TASK REQUIREMENTS | All that is required is the number of lines in this listing that hold "blue".

DATA RECORDS |
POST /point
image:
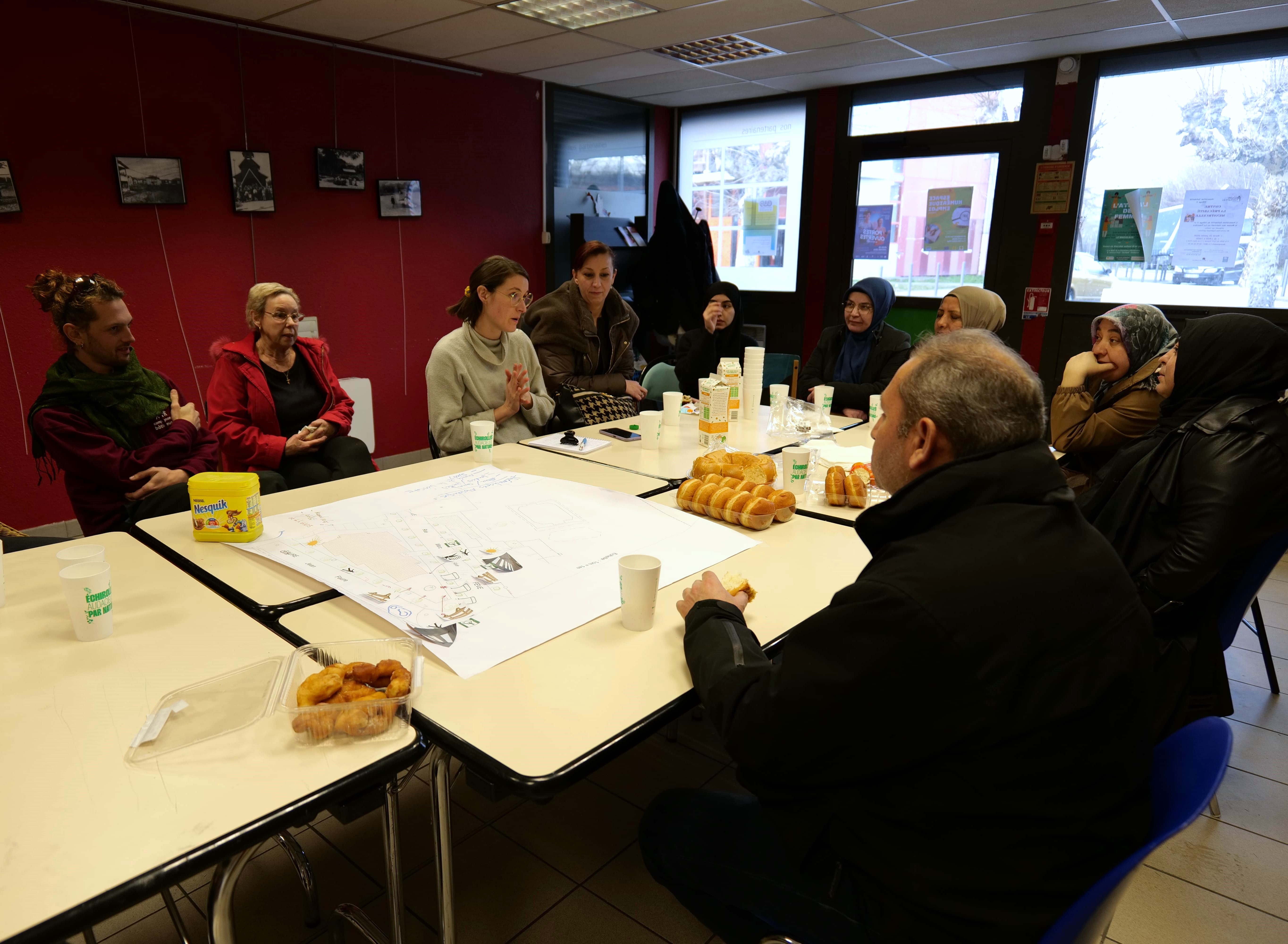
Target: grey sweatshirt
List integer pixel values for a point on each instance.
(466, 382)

...

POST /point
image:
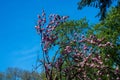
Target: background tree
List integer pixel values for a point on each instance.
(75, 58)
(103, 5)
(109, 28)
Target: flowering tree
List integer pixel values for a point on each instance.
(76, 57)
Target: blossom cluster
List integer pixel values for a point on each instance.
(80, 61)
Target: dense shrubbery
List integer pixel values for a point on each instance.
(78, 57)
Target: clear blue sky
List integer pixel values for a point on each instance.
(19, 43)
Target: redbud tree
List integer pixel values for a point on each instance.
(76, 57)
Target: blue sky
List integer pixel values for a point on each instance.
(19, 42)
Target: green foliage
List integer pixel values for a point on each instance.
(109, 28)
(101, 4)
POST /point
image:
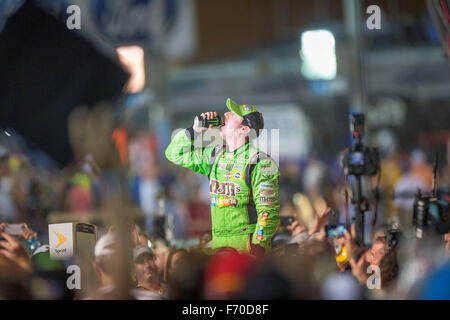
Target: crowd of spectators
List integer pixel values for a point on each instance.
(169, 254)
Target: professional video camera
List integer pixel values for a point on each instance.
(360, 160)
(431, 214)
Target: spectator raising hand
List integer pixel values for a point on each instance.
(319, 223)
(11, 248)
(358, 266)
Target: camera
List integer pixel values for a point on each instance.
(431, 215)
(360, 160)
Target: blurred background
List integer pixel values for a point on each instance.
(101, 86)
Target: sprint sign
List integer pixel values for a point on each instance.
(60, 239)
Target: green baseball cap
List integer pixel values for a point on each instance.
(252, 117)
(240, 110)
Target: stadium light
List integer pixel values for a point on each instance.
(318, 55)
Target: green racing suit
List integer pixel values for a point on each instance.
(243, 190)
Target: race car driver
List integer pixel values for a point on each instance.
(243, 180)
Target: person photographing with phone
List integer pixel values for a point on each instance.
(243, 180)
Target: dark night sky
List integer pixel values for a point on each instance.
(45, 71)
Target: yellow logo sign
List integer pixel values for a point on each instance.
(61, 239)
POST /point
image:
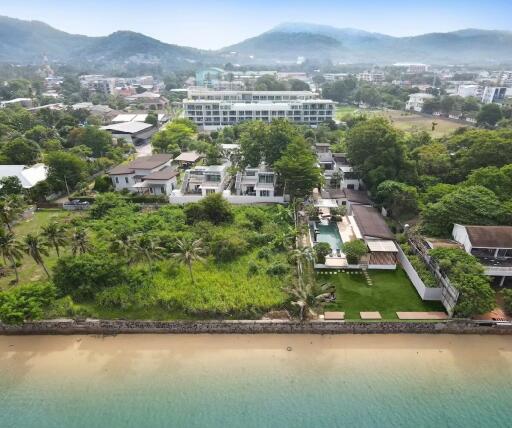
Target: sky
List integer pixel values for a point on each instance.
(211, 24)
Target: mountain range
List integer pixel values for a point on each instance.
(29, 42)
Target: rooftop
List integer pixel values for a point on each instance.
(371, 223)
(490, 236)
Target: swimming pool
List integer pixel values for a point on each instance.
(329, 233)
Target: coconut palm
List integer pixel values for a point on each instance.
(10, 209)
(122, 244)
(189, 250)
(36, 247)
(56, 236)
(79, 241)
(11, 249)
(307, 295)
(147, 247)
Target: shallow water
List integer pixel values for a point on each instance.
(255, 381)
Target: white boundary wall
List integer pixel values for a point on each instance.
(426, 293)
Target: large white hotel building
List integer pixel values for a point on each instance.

YOUR SOLUTION | 2